| Set of tasks |
1) How would you sum up the excerpt about teaching English with I Love Lucy in two sentences?
2) According to the excerpt about teaching English with I Love Lucy, why is the show a good fit for the writer's class? Answer in one or two sentences.

#### Excerpted text ####

I grew up watching I Love Lucy. My family and I gathered in my grandmother's family room every Sunday to snuggle under blankets and watch Lucille Ball's classic comedy gold on VHS.


I didn't realize until I became an ELD and adult ESL teacher how much I learned about teaching across languages by watching I Love Lucy.


Now I show I Love Lucy as English listening practice to my adult ESL learners almost every class.


It's perfect because I teach a 3-hour, level-one English class twice a week, and even the most enthusiastic English learners get exhausted.


The best teaching tool to bring back joy and energy I've discovered this year is to show clips of I Love Lucy as listening practice for my English learners.


But I realized this week as I was watching our evening Lucy clip, that English learners aren't the only adult students who could learn a lot from Lucille Ball and Desi Arnaz. I realized that I Love Lucy is a perfect example of comprehensible input.


That's why my students can enjoy it even though they are just starting to learn English. That's why they enjoy I Love Lucy more and can watch it longer without overwhelm than any other show I've tried.


Take a look at this clip for example:


This video shows Ricky Ricardo (played by Desi Arnaz) telling a bedtime story in Spanish.

In this clip, Ricky Ricardo is telling a story almost entirely in Spanish. What makes the story delightful and funny is his over the top pantomime, but what makes the story comprehensible is more than that.

#### Dataset extract ####

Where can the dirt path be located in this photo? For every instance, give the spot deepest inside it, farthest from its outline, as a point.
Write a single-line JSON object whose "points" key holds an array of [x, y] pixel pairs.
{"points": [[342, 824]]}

####

| Answers to the problems |
1) The writer grew up watching I Love Lucy and now, as an ELD and adult ESL teacher, shows clips of it as English listening practice almost every class. The writer sees the show as a perfect example of comprehensible input, which is why beginning learners enjoy it and can watch it longer without overwhelm than any other show the writer has tried.

2) The writer teaches a 3-hour, level-one English class twice a week, and even the most enthusiastic learners get exhausted. Clips of I Love Lucy are the best tool the writer has found this year for bringing back joy and energy.